- GOAL OF THE EXERCISE -
Go through the material below and state how many lines include "each", giving the number only.

- RECORD EXTRACTS -

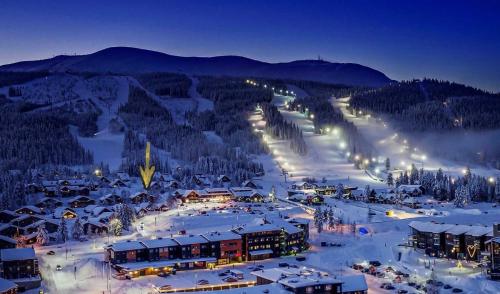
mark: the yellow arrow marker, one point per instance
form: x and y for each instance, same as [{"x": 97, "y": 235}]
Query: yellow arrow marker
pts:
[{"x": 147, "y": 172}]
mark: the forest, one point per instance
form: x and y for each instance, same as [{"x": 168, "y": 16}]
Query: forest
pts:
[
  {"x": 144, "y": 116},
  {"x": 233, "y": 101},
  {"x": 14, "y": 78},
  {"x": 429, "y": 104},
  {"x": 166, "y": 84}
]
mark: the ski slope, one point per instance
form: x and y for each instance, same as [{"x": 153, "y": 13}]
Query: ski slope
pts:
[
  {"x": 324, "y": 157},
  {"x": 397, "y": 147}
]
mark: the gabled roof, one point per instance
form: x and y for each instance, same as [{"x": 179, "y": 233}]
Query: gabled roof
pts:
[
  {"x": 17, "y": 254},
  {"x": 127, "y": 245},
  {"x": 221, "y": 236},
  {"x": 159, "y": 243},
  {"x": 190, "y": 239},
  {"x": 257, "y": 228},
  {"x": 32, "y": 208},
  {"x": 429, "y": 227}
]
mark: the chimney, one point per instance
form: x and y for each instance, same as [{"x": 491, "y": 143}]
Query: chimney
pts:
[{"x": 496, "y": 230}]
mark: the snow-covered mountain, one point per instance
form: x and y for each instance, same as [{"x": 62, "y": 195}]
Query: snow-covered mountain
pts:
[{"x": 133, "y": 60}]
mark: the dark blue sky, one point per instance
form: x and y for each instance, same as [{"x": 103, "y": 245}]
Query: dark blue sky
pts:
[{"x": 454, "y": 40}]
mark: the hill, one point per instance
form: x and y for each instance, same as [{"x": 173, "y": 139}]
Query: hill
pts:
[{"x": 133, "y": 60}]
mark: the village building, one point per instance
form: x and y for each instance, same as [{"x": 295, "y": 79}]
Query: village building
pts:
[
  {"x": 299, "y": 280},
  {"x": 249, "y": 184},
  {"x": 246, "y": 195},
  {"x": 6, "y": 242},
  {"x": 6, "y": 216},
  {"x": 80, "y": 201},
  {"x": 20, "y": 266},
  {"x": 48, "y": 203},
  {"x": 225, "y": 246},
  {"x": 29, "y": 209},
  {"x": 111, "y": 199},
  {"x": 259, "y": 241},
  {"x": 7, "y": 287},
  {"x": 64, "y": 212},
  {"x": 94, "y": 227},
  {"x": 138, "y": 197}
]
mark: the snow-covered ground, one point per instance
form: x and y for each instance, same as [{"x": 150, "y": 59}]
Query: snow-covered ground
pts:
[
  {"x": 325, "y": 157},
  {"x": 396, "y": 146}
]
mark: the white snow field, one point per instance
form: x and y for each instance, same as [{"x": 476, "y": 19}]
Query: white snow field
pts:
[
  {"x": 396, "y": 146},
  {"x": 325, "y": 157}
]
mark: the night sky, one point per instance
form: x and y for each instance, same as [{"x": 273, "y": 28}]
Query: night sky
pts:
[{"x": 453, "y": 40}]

- SOLUTION BELOW -
12